Dataset extract:
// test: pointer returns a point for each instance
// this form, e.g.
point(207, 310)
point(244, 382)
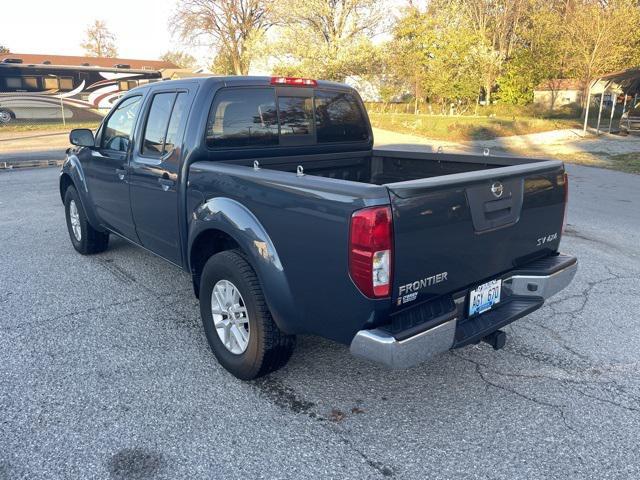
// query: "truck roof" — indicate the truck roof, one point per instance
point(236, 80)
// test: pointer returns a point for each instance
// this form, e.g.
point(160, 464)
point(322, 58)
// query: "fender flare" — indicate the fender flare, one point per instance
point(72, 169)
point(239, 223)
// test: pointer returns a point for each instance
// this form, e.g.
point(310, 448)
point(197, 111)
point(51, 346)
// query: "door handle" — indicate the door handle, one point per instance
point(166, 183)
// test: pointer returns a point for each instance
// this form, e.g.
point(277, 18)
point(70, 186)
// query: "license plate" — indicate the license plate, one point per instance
...
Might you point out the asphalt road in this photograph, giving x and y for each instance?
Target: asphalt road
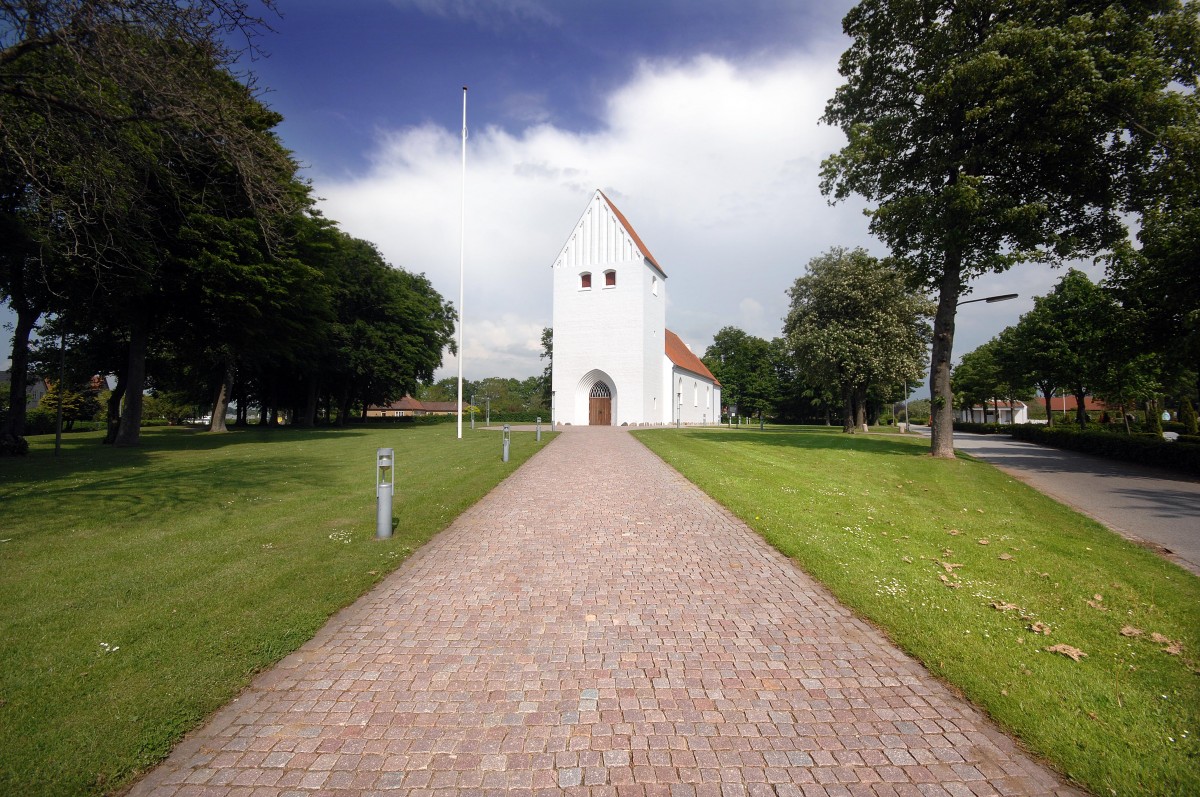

Exercise description: Going back to the entries above, set down exactly the lines that begin at the one with "roof, one point per instance" and end at the one with "plate, one point per instance", both included, and nothing else.

Response to this task:
// query: "truck roof" — indicate the truck roof, one point per instance
point(236, 80)
// test: pointer returns a point for each instance
// this form, e.g.
point(160, 464)
point(322, 58)
// query: "fender flare" — indicate the fender flare, one point per instance
point(72, 169)
point(239, 223)
// test: pointer returns a point for each instance
// this form, e.g.
point(310, 448)
point(197, 111)
point(51, 346)
// query: "door handle" — indicate the door handle, one point per instance
point(166, 183)
// test: pointer returns a point for each instance
// this form, e.g.
point(277, 18)
point(70, 186)
// query: "license plate" — indicate the license plate, one point per instance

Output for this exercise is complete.